Your goal:
List the fee codes that the Add Volume Tiers text below gives for qualifying orders.

Text extract:
The proposed criteria for Add Volume Tiers 1 and 2 is as follows:
<bullet> Proposed Add Volume Tier 1 provides a reduced fee of
$0.0016 per share in securities priced at or above $1.00 to qualifying
orders (i.e., orders yielding fee codes B, V, Y, or AD) where Member
has a combined Auction ADV and ADAV >= 0.10% of the TCV or has a
combined Auction ADV and ADAV >= 11,000,000.
<bullet> Proposed Add Volume Tier 2 provides a reduced fee of
$0.0014 per share in securities priced at or above $1.00 to qualifying
orders (i.e., orders yielding fee codes B, V, Y, or AD) where Member
has a combined Auction ADV and ADAV >= 0.15% of the TCV or has a
combined Auction ADV and ADAV >= 16,000,000.
The Exchange believes that the proposed modifications to current
Add Volume Tiers 1 and 2 will continue to incentivize Members to add
displayed liquidity to the Exchange, thereby contributing to a deeper
and more liquid market, which benefits all market participants and
provides greater execution opportunities on the Exchange. While the
proposed criteria in Add Volume Tiers 1 and 2 is less difficult to
achieve than the current criteria, the revised criteria continue to
remain commensurate with the lower fees (including the proposed lower
fee of Add Volume Tier 1) that will be assessed to a Member satisfying
the proposed criteria.

Records provided:
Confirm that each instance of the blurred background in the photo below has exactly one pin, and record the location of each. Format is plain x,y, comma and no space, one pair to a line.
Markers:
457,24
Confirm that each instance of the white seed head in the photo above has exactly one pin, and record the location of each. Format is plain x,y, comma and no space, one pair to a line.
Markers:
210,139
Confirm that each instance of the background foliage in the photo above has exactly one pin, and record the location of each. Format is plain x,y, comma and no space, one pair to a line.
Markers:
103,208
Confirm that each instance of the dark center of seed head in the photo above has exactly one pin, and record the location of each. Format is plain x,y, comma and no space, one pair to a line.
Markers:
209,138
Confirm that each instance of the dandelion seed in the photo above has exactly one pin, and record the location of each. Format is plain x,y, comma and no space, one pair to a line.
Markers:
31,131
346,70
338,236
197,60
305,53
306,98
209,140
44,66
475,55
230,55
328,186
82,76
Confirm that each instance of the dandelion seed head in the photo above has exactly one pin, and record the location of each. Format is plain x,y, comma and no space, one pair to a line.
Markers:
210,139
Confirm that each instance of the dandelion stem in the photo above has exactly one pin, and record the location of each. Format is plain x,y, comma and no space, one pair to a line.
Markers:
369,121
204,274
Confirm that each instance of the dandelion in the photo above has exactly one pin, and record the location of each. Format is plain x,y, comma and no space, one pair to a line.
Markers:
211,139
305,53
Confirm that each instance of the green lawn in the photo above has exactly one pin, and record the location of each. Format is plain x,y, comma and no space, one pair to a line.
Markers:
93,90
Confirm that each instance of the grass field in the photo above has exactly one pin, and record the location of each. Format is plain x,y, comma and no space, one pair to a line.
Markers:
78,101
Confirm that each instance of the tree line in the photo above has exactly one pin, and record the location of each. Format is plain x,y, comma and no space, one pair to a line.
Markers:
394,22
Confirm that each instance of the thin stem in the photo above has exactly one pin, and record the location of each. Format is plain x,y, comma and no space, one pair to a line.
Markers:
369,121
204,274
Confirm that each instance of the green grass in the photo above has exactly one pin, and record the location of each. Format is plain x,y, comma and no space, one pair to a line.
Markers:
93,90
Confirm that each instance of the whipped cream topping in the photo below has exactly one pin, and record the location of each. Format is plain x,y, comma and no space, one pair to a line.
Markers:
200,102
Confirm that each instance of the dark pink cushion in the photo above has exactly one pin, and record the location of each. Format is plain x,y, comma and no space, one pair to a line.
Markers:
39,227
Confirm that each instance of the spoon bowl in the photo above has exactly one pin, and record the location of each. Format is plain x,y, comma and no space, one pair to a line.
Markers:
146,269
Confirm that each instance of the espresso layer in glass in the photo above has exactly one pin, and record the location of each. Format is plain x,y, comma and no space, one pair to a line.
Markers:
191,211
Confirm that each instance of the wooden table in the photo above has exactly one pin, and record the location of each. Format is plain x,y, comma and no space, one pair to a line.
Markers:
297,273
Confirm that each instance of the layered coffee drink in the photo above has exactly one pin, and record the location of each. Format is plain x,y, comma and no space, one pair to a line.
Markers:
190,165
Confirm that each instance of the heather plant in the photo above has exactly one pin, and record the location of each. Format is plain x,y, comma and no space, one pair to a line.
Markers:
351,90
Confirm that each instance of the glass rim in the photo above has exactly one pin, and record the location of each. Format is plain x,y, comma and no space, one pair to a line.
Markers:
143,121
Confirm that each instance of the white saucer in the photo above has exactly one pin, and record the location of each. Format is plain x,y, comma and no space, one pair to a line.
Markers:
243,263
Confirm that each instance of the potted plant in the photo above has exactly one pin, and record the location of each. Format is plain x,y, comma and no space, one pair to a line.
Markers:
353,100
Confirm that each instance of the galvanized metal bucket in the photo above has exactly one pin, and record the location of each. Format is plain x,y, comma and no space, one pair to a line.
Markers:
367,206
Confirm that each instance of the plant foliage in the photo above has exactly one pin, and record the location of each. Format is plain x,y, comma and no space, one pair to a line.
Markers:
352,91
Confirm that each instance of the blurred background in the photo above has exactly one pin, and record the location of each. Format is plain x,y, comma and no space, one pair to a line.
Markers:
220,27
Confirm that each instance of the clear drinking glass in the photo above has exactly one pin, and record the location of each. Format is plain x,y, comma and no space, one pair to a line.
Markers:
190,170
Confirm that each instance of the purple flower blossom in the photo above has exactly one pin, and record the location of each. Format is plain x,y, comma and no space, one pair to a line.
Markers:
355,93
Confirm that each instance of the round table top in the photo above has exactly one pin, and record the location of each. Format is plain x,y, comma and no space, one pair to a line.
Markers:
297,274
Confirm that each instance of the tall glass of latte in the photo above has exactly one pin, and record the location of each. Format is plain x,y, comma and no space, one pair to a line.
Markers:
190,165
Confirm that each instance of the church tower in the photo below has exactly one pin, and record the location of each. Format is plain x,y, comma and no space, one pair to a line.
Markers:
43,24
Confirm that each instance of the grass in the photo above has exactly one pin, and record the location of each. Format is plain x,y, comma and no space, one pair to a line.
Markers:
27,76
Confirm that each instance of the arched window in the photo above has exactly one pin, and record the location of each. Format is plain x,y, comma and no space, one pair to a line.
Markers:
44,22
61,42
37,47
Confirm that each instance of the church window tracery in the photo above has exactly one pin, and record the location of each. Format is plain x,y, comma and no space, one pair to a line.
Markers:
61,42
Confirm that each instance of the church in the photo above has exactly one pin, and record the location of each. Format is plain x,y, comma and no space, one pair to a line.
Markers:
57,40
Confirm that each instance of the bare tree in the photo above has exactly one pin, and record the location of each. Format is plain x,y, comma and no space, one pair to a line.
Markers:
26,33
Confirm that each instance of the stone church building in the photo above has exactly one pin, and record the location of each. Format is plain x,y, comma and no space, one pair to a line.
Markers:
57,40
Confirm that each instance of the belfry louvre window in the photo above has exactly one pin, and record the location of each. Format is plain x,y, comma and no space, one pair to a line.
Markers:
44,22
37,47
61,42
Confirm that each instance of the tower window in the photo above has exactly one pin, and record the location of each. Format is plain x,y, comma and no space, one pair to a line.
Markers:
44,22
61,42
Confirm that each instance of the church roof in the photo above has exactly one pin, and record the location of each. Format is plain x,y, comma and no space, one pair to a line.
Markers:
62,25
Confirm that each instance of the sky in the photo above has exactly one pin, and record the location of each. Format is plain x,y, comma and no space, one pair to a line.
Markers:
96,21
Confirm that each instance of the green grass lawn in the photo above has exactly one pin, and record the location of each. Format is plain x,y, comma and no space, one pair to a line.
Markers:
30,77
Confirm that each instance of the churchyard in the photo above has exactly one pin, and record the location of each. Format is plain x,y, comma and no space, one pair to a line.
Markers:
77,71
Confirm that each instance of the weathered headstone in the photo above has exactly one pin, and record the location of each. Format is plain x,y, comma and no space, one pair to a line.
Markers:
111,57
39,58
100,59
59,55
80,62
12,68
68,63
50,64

Right answer:
B, V, Y, AD